Copy verbatim the lines from the one with "If you would" up to and including the one with "69], [73, 69]]".

§ **Dataset records**:
+ + + +
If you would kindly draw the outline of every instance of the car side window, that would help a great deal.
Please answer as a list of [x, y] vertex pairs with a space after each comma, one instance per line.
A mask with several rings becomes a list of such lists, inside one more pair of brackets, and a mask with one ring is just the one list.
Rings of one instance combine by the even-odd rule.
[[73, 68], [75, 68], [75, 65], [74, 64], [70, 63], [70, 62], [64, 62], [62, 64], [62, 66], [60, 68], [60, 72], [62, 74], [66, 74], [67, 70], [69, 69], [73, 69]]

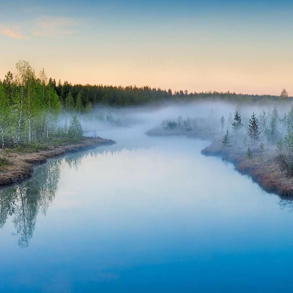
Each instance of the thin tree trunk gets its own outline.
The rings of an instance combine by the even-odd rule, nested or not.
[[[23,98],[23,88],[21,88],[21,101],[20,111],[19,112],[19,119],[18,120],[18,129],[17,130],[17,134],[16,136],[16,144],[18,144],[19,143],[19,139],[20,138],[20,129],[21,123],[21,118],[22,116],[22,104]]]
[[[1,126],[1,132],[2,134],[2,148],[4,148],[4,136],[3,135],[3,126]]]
+ + + +
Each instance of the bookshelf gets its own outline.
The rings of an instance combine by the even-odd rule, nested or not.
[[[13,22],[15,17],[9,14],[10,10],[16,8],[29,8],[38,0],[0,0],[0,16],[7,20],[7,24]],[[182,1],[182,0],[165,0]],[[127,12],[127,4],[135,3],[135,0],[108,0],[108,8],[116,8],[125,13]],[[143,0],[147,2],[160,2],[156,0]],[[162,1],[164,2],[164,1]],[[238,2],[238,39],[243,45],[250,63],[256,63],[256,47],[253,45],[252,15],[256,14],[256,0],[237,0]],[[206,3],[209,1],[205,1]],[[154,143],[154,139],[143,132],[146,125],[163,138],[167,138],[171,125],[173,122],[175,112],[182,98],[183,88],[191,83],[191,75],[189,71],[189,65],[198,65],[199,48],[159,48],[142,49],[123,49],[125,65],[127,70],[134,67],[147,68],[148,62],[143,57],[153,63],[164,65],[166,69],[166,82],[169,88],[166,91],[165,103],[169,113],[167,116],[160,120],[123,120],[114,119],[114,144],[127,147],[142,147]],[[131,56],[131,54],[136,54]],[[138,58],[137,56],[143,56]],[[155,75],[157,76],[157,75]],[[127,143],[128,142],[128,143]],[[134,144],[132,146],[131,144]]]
+ + + +
§ **Exercise output**:
If you would kindly draw the outline of every instance of the car side window, that would help a great deal.
Please answer as a list of [x, y] vertex pairs with a space after each comma, one instance per line.
A mask with several rings becomes a list of such lists, inside one more pair of brackets, and a mask with one ring is just the one list.
Rings of one instance combine by the even-odd rule.
[[73, 68], [75, 68], [75, 65], [74, 64], [70, 63], [70, 62], [64, 62], [62, 64], [62, 66], [60, 68], [60, 72], [62, 74], [66, 74], [67, 70], [69, 69], [73, 69]]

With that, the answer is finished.